#### Source extract ####

So is the new heart just less wicked or what? How about the fact that God will not accept an imperfect offering? I thought our hearts were all we could offer to the Lord.


----------



## MW (Jan 20, 2011)

Peytah said:


> So is the new heart just less wicked or what? How about the fact that God will not accept an imperfect offering? I thought our hearts were all we could offer to the Lord.


 
The new heart is a new nature and power to will and to do what is good. But there is also the remnants of corruption and corruption still continues to be as desperate and as deceitful as ever. Hence the need for continued influence from the Spirit of God to actuate grace and to undertake mortification.

Offerings, though imperfect, are acceptable to God through Jesus Christ. See the Westminster Confession, 16.6.


----------



## Peytah (Jan 20, 2011)

Imperfect offerings can be offered because they've been cleansed and perfected by Christ. Only his works through us are that of perfection.

#### Excerpted data ####

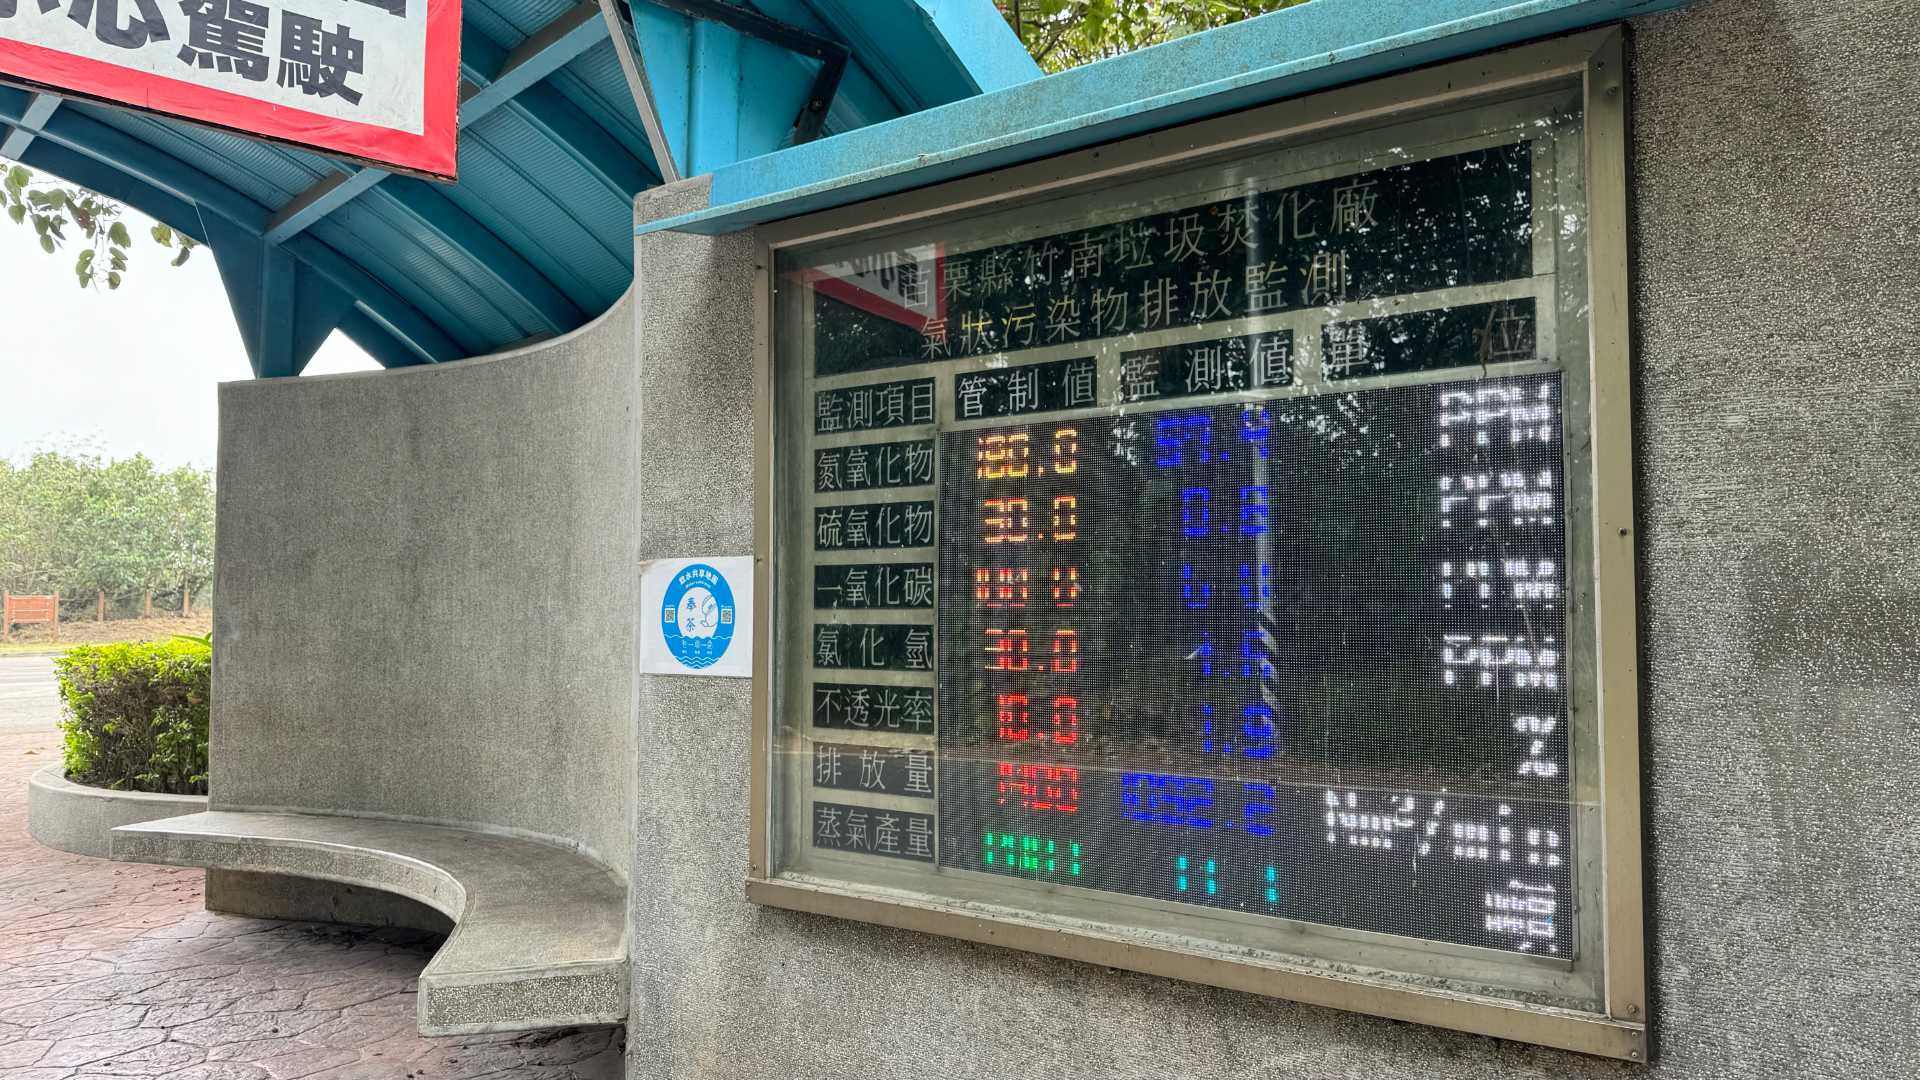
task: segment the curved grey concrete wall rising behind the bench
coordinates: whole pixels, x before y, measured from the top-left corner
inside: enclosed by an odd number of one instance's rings
[[[547,836],[618,871],[632,300],[445,367],[221,386],[213,809]]]

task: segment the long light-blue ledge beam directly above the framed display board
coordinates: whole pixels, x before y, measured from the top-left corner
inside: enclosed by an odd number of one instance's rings
[[[1313,0],[716,169],[708,209],[636,233],[730,233],[1686,2]]]

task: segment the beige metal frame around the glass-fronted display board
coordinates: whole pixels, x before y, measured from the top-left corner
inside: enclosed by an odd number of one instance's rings
[[[1327,90],[1300,100],[1137,136],[1112,146],[1064,154],[987,175],[814,213],[756,231],[755,275],[755,586],[764,603],[755,611],[753,784],[747,897],[755,903],[833,915],[885,926],[924,930],[1035,951],[1064,959],[1131,969],[1188,982],[1221,986],[1390,1017],[1463,1032],[1542,1043],[1580,1053],[1647,1061],[1645,922],[1640,824],[1640,705],[1634,563],[1634,477],[1628,336],[1626,225],[1626,69],[1624,31],[1611,27],[1496,52],[1430,69]],[[1592,723],[1597,773],[1599,838],[1582,857],[1582,872],[1597,872],[1601,911],[1582,911],[1597,922],[1601,1009],[1536,1005],[1524,999],[1469,994],[1440,980],[1396,980],[1354,967],[1284,963],[1273,957],[1229,955],[1165,934],[1119,934],[1060,919],[941,903],[937,897],[887,890],[833,888],[816,880],[783,878],[774,865],[776,799],[776,657],[781,621],[776,552],[781,527],[776,498],[776,411],[780,373],[774,363],[776,254],[824,240],[924,225],[966,213],[1014,208],[1064,192],[1152,177],[1213,160],[1286,150],[1290,144],[1407,123],[1548,90],[1576,92],[1584,125],[1586,284],[1588,284],[1588,411],[1567,417],[1584,429],[1590,477],[1588,534],[1571,536],[1571,550],[1592,559],[1592,596],[1578,611],[1590,615],[1584,634],[1594,646]],[[1590,869],[1592,867],[1592,869]],[[1356,947],[1365,963],[1365,949]]]

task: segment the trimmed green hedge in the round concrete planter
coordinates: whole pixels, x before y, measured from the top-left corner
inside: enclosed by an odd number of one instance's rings
[[[204,640],[79,646],[54,661],[67,778],[117,792],[207,794]]]

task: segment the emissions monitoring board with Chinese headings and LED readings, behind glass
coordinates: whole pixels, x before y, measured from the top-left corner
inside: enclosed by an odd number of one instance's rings
[[[781,250],[755,896],[1615,1022],[1580,102]]]

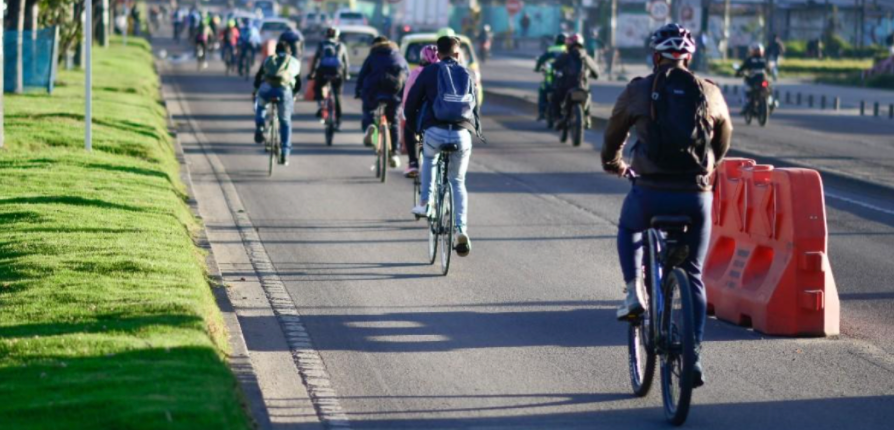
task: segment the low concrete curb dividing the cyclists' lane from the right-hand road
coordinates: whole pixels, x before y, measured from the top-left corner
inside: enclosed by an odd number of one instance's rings
[[[525,96],[519,96],[517,94],[512,94],[512,93],[508,93],[508,92],[495,91],[492,89],[491,90],[485,89],[484,94],[486,95],[485,100],[487,100],[489,98],[504,99],[504,100],[508,99],[508,100],[513,100],[513,101],[517,101],[517,102],[520,101],[525,104],[529,104],[535,108],[537,106],[536,96],[533,94],[531,95],[531,97],[525,97]],[[601,117],[601,116],[595,116],[595,115],[591,115],[591,118],[593,120],[594,127],[604,127],[605,125],[608,124],[608,120],[609,120],[609,118],[607,118],[607,117]],[[766,156],[766,155],[758,154],[755,152],[744,151],[742,149],[737,149],[735,147],[730,150],[729,155],[735,156],[735,157],[751,158],[751,159],[757,160],[758,163],[772,164],[776,167],[793,167],[793,168],[816,170],[816,171],[820,172],[820,175],[823,177],[824,180],[826,180],[826,179],[831,180],[831,182],[835,182],[835,183],[843,185],[843,186],[859,187],[864,191],[868,191],[868,192],[878,195],[878,196],[890,196],[892,193],[894,193],[894,186],[869,182],[863,178],[849,176],[849,175],[846,175],[843,173],[833,172],[833,171],[830,171],[827,169],[817,168],[814,166],[796,163],[796,162],[792,162],[792,161],[788,161],[788,160],[784,160],[784,159],[776,158],[776,157],[772,157],[772,156]]]

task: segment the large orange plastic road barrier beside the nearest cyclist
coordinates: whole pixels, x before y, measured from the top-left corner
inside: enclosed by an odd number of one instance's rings
[[[819,173],[733,158],[716,174],[708,312],[767,334],[838,334]]]

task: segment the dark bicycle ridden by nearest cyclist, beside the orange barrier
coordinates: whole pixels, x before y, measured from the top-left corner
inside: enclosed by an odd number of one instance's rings
[[[646,230],[643,272],[646,303],[631,317],[627,332],[633,394],[649,393],[656,358],[661,359],[661,394],[665,418],[681,425],[689,414],[695,379],[695,321],[689,275],[679,266],[689,256],[682,234],[692,225],[687,216],[656,216]]]

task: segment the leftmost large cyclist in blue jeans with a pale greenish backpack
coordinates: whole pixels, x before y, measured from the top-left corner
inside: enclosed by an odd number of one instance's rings
[[[255,143],[264,142],[267,104],[274,97],[279,99],[277,109],[282,139],[279,163],[286,166],[289,165],[289,155],[292,152],[293,97],[301,89],[300,74],[301,63],[292,56],[289,44],[279,42],[276,44],[276,54],[267,57],[258,69],[258,74],[255,75],[255,90],[252,93],[255,99]]]

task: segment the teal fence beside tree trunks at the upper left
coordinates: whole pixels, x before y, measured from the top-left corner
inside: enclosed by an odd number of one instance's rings
[[[59,50],[58,34],[56,27],[22,32],[22,82],[25,90],[53,92]],[[4,92],[14,91],[18,80],[17,37],[17,31],[6,31],[3,35]]]

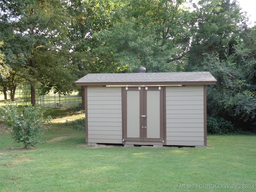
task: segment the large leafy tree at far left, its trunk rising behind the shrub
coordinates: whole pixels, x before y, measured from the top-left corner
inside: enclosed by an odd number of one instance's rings
[[[74,87],[74,83],[70,84],[76,77],[70,74],[65,3],[4,0],[0,6],[4,59],[16,76],[29,82],[33,106],[36,84],[42,84],[45,92],[52,87],[59,93],[68,92]]]

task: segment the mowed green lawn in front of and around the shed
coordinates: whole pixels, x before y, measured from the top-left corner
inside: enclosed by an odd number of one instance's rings
[[[206,148],[86,146],[67,124],[84,114],[50,110],[36,148],[13,143],[0,124],[0,192],[256,190],[255,135],[208,136]]]

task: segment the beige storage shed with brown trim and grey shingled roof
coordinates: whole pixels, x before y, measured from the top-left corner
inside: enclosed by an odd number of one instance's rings
[[[88,74],[86,143],[206,146],[210,72]]]

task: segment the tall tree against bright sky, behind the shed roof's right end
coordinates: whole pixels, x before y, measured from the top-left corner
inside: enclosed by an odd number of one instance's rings
[[[194,4],[191,48],[186,70],[196,70],[205,54],[218,54],[220,60],[234,53],[240,34],[248,27],[236,0],[200,0]]]

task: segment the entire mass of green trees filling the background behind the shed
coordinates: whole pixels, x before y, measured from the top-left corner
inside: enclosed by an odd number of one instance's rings
[[[2,0],[0,90],[14,100],[28,84],[34,105],[36,88],[68,94],[87,73],[208,70],[218,80],[210,117],[255,131],[256,28],[247,21],[236,0]]]

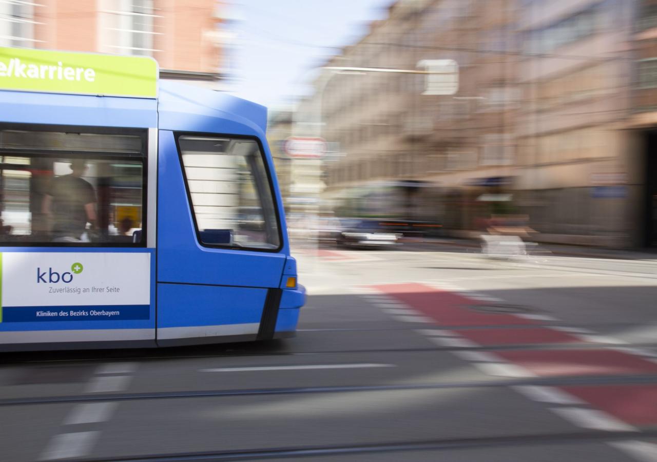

####

[Brief A]
List each distinct name or title for God or a divine person that appears in the forum thread about the new heart and imperfect offerings, giving each form once.
[Brief B]
Write the next part of the forum thread about the new heart and imperfect offerings, picking up after its final post.

[Your response A]
God, the Lord, Jesus Christ, the Spirit of God, Christ

[Your response B]
If the heart is the power to do what is right, then what does that make the Holy Spirit? To me, it seems like you're painting a picture of good heart vs. bad heart when scriptures speak of our battles as heart vs. flesh. 

Sorry if it just seems like I'm just continuously asking more questions against your position. Some of it doesn't add up to me.


----------



## MW (Jan 20, 2011)

Peytah said:


> scriptures speak of our battles as heart vs. flesh.


 
This may be the problem. Scripture does not represent sin as dwelling in one part over another. Total depravity is throughout, in the whole man. Regeneration is throughout, in the whole man. Indwelling sin is throughout, in the whole man. Sanctification is throughout, in the whole man. The terms "spirit" and "flesh" do not refer to anatomical parts but to pervading spiritual characteristics in man.


----------



## saintandsinner77 (Jan 20, 2011)

Peytah,

Since your question pertains to the heart of the matter...let's take a look at some passages about the heart and make some observations:

Acts.15
[8] And God, which knoweth the hearts, bare them witness, giving them the Holy Ghost, even as he did unto us;
[9] And put no difference between us and them, purifying their hearts by faith.

2Cor.3
[3] Forasmuch as ye are manifestly declared to be the epistle of Christ ministered by us, written not with ink, but with the Spirit of the living God; not in tables of stone, but in fleshy tables of the heart.(a fulfillment of the Ezekiel passage)

2Tim.2
22] Flee also youthful lusts: but follow righteousness, faith, charity, peace, with them that call on the Lord out of a pure heart.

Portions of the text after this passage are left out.